* THE TASK *
Everything from the line holding "the white swing" through the last line below must be repeated exactly, and nothing else.
--- BEGIN DATA EXTRACT ---
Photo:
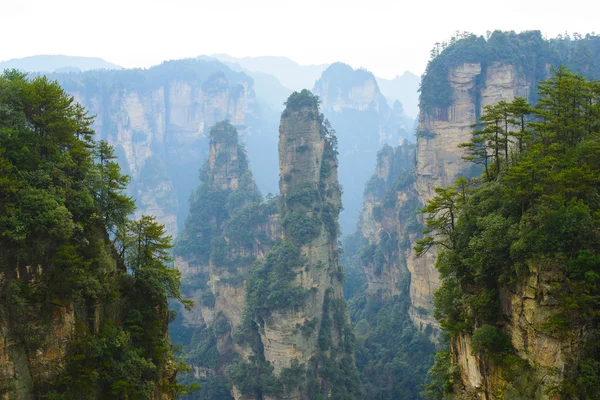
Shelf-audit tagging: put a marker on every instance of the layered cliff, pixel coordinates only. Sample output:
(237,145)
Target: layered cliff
(158,121)
(393,355)
(227,230)
(83,312)
(352,102)
(296,324)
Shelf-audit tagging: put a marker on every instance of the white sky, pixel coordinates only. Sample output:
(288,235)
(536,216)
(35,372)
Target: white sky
(384,36)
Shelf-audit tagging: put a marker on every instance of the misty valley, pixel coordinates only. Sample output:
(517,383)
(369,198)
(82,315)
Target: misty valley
(225,228)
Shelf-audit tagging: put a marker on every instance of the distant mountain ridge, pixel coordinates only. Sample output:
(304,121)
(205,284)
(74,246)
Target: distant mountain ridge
(297,77)
(57,63)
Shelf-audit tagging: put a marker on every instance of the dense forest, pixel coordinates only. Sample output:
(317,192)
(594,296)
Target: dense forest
(84,290)
(529,51)
(532,213)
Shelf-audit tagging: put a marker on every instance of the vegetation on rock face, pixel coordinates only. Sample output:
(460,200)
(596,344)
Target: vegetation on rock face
(222,230)
(392,355)
(534,211)
(64,215)
(528,51)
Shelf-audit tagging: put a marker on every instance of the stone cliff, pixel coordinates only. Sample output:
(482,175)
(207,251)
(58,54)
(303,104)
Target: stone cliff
(227,230)
(461,79)
(352,102)
(383,222)
(296,322)
(438,160)
(158,120)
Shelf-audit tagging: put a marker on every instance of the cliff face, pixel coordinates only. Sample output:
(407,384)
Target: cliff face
(83,314)
(157,119)
(537,362)
(526,308)
(352,102)
(227,230)
(383,223)
(296,322)
(439,159)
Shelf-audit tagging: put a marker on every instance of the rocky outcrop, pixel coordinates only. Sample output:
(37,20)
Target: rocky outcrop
(40,341)
(382,223)
(352,102)
(545,359)
(439,160)
(300,325)
(158,120)
(228,229)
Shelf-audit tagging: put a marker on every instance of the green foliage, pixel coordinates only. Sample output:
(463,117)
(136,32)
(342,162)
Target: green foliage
(491,341)
(300,227)
(536,213)
(442,376)
(270,284)
(528,51)
(300,100)
(63,208)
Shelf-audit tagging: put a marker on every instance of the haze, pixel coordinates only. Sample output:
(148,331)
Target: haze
(386,37)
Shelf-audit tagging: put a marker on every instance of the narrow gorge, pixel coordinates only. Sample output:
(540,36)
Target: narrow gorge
(272,312)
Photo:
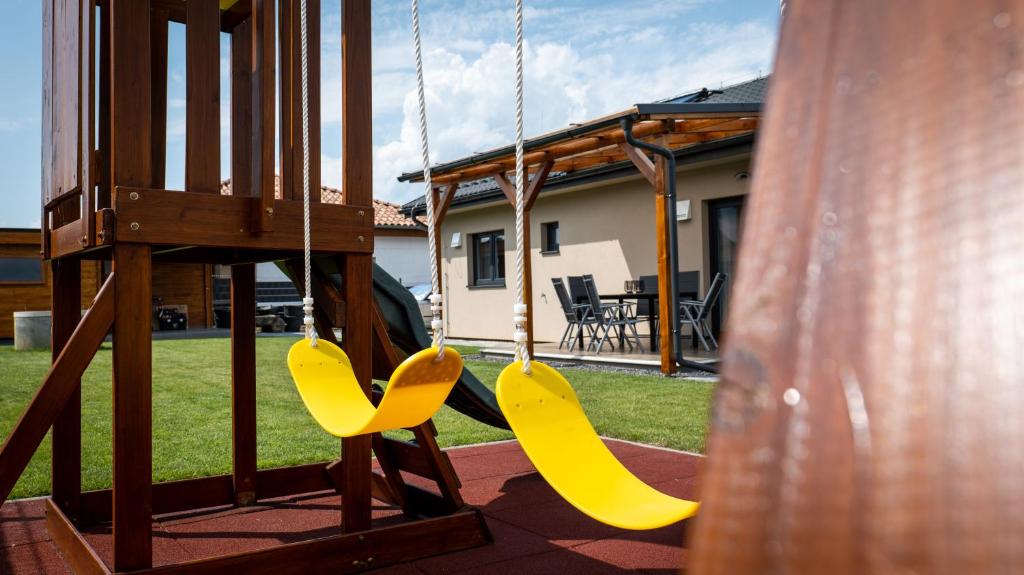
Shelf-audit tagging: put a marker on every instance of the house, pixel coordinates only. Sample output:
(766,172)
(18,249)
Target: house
(596,213)
(25,281)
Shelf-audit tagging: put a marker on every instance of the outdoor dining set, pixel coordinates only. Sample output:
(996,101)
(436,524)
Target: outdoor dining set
(595,320)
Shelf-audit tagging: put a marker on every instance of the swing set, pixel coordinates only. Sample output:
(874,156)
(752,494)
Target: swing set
(108,202)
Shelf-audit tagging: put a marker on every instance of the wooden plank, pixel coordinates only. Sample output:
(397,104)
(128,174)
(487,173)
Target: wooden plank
(168,497)
(66,466)
(242,111)
(641,161)
(358,345)
(356,145)
(244,383)
(263,114)
(47,120)
(71,94)
(74,548)
(665,299)
(177,218)
(103,111)
(203,96)
(132,407)
(131,119)
(356,135)
(290,481)
(57,387)
(350,553)
(88,129)
(214,491)
(159,30)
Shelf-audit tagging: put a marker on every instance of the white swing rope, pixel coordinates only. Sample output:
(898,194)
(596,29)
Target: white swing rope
(436,323)
(307,301)
(519,334)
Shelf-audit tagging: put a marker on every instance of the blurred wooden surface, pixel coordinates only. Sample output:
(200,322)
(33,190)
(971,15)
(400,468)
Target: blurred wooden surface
(870,414)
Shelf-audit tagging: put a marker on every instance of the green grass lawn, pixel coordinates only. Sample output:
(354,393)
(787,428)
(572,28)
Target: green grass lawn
(192,411)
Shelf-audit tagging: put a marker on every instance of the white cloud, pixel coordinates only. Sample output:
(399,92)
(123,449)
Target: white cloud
(603,67)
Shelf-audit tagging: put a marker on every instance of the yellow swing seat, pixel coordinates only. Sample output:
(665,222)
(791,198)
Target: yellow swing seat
(329,388)
(546,416)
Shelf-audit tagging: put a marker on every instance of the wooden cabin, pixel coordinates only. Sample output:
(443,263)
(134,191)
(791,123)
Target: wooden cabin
(25,279)
(26,282)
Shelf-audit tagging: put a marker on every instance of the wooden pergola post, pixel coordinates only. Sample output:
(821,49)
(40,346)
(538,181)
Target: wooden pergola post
(529,196)
(653,172)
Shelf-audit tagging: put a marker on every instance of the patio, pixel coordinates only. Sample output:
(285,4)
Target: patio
(535,531)
(617,358)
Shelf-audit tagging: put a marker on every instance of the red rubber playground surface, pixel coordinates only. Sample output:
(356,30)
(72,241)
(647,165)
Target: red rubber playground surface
(536,532)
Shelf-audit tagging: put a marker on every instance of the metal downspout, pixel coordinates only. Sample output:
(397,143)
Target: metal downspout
(670,211)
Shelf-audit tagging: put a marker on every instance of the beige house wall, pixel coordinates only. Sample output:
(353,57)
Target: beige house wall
(607,229)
--- END DATA EXTRACT ---
* WRITTEN ANSWER *
Shelf-audit tagging: put a marker on every instance of the white swing rope, pixel coordinates only. Sample output:
(898,194)
(596,29)
Target: white swing rope
(436,323)
(307,301)
(519,334)
Shelf-audit tagging: put a marker on every instance of the blurred wooden surface, pixel coordinates only. Sample output:
(200,322)
(33,190)
(971,15)
(400,468)
Target: blurred wooden surface
(870,414)
Shelf-audit tagging: put a marker on every instance of the green grass lawn, pixel coordinates only. Sample output:
(354,393)
(787,428)
(572,28)
Target: green grass lawn
(192,411)
Shelf-audit tagging: put a marker on every instance of the white cloud, pixel coordinates only. Sample output:
(399,92)
(123,449)
Target: white cloud
(603,67)
Shelf-audit tagging: put a marker on every instance of the yellow swing seat, pixel coordinates only. Sample output:
(665,222)
(791,198)
Target: yellow swing seat
(329,388)
(546,416)
Shelf-audit tagging: put a marker on every instance of the wooden cabin, pixel coordinates only. Sample output:
(443,263)
(134,191)
(791,123)
Target: wooden cabin
(25,279)
(26,282)
Shelf-audit tagging: put a marker on every instance of the wooden pergola post, pixel coordinates only. Sample output:
(821,49)
(40,346)
(538,181)
Target: wooden pergola post
(529,196)
(653,172)
Shelf-audit tagging: put a marker on every instance of the patio, pixel coordinates only. Sample output:
(285,4)
Target: patio
(535,531)
(617,358)
Shelf-audit tagging: put a marker on every instance of the red rubber playground surface, pixel coordinates only. Sample output:
(356,30)
(72,241)
(647,165)
Target: red rubber playground surface
(536,532)
Shelf-audit tagging: put a marker on every instance of the metal downspout, pixel coordinates only. Sample output:
(397,143)
Target: metal downspout
(670,211)
Shelf-audit tagging: put a marker on every instance of the beige house wall, pixel coordinates only. Sample output:
(353,57)
Target: beige house wall
(607,229)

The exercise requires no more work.